*** Opening of RECORDS SHOWN ***

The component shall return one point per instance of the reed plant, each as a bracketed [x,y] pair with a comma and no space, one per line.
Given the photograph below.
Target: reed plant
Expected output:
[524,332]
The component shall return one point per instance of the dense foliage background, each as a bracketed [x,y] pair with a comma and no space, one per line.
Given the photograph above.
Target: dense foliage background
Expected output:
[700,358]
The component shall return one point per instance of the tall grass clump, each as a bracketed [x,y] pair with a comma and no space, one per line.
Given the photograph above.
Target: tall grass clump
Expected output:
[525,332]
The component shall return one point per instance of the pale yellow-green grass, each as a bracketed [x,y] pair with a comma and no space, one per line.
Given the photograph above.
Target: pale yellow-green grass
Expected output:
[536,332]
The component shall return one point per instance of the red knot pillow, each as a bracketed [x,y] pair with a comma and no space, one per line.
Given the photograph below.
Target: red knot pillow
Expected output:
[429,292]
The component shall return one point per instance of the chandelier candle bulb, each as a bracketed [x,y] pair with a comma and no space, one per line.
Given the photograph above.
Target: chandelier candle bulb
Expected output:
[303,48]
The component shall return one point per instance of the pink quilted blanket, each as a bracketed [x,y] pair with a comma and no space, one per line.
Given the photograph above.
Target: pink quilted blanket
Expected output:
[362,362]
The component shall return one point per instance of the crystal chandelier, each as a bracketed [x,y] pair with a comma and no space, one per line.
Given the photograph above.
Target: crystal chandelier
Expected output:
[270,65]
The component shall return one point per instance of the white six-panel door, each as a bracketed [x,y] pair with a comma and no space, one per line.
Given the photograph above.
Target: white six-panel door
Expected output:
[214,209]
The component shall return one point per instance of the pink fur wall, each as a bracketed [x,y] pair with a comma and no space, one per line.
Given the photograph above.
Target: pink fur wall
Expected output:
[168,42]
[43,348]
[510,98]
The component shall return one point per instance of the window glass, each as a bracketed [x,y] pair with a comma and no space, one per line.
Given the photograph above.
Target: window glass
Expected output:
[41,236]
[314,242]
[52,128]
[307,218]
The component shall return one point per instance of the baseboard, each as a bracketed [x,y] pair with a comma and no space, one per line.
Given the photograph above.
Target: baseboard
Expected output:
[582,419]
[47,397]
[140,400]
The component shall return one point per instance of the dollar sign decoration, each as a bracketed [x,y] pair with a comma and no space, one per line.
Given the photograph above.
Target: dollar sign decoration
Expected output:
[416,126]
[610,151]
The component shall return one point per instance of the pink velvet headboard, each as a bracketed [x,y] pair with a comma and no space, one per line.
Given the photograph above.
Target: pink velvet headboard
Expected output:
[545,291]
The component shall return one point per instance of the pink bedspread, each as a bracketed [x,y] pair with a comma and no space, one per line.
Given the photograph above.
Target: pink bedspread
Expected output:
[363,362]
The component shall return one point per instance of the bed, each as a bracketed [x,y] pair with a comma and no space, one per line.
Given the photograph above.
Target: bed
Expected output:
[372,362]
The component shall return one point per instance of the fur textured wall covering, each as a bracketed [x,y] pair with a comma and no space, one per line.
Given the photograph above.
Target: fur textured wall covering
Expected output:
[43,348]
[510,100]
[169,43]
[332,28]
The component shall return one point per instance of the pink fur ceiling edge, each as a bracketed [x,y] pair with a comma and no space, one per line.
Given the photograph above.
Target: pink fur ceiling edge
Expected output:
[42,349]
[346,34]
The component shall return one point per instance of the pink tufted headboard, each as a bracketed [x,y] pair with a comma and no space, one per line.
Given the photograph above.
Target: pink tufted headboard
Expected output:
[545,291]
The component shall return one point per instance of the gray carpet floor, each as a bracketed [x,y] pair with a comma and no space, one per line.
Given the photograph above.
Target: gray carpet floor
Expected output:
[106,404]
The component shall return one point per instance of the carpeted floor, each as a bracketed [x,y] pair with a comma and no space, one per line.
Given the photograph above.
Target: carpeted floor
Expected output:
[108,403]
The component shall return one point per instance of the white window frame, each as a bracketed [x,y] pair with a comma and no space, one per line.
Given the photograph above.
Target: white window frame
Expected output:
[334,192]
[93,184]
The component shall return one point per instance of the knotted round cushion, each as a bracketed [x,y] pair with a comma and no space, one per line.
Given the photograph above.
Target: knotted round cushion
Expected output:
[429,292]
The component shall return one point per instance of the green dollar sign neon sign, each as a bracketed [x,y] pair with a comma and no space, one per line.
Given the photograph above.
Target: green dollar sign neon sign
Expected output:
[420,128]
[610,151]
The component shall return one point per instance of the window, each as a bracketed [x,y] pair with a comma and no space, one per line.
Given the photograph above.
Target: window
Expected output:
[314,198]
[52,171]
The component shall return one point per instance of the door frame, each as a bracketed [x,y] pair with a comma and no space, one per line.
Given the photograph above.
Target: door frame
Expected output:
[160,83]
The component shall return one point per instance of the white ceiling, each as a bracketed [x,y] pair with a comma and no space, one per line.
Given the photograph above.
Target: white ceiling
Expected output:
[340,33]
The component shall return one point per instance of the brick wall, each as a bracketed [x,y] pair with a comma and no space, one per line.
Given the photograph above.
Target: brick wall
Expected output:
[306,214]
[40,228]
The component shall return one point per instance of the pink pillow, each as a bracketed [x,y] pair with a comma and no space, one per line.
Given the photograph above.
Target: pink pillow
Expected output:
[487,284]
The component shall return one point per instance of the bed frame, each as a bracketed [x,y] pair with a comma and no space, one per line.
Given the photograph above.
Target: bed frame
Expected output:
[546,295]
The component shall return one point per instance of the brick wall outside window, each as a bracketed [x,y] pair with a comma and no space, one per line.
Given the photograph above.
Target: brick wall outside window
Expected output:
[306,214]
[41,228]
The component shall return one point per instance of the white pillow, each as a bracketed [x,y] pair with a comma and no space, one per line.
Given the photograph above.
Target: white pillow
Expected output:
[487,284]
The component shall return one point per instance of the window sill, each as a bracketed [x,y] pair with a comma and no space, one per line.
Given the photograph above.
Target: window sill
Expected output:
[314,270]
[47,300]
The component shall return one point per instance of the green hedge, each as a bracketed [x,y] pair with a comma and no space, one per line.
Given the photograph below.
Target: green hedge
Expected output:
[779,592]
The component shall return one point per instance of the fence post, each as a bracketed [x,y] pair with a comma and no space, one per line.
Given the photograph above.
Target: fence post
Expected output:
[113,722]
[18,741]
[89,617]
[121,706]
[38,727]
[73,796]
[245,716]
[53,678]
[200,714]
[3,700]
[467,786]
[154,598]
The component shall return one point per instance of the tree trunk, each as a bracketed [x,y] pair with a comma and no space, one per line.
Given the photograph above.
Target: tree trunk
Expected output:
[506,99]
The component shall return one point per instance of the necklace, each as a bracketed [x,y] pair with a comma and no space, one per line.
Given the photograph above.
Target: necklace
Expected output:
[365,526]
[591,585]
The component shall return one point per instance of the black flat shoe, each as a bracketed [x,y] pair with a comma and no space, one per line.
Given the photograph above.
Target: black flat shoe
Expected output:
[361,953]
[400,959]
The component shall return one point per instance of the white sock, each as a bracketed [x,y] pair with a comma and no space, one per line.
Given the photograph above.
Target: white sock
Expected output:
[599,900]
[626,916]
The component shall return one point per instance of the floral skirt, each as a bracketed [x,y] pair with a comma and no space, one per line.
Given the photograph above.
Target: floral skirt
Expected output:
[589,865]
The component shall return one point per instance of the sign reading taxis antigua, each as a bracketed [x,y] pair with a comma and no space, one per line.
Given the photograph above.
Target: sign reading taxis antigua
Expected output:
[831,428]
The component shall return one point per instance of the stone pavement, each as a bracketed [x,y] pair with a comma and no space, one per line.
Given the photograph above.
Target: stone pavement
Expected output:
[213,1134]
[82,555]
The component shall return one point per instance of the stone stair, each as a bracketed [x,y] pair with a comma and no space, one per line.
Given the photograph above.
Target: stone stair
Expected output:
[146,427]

*** Close of RECORDS SHOWN ***

TASK GOAL:
Out of the preceding entries, pull every line containing the string "ceiling".

YOUR RESPONSE:
The component shall return one point per instance of the pink fur ceiling edge, each as a bracketed [x,y] pair with a comma and no space, one per line.
Target: pink fur ceiling edge
The component shall return one point per instance of the white ceiling, each as a bracketed [x,y] pair with a comma and no space, one per line.
Target: white ceiling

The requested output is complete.